## REQUIREMENT
Copy out every line of the listing below word for word, leaving out the pictures.

## SUPPLIED DATA
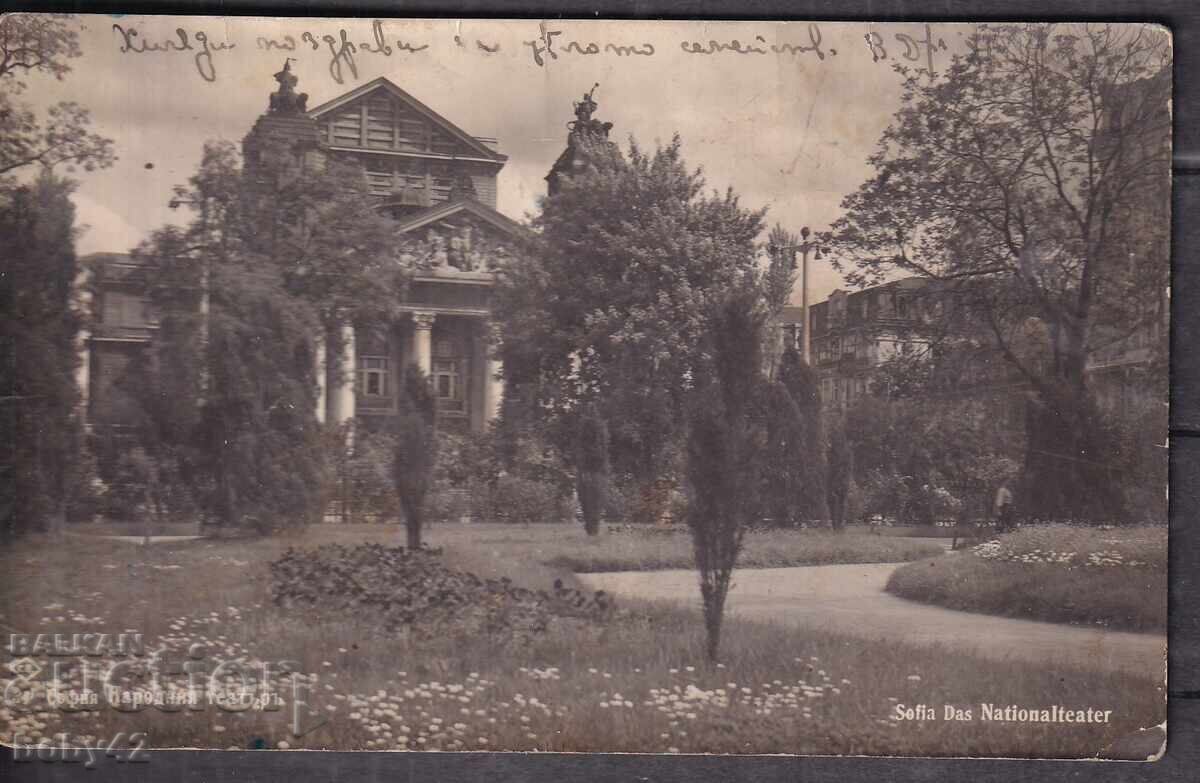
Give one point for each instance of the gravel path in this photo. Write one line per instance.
(851, 599)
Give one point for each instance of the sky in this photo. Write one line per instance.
(789, 125)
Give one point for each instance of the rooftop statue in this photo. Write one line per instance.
(286, 100)
(583, 124)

## ANSWER FOR THIS EXERCISE
Give one point for each instance of the gravel path in this photo. Write one line per instance.
(851, 599)
Give one point for each instance of the sky in this photo. Write one line per instance.
(789, 125)
Give one point for each instance of the rooftop statue in this photo. Write one line per instance.
(286, 100)
(583, 124)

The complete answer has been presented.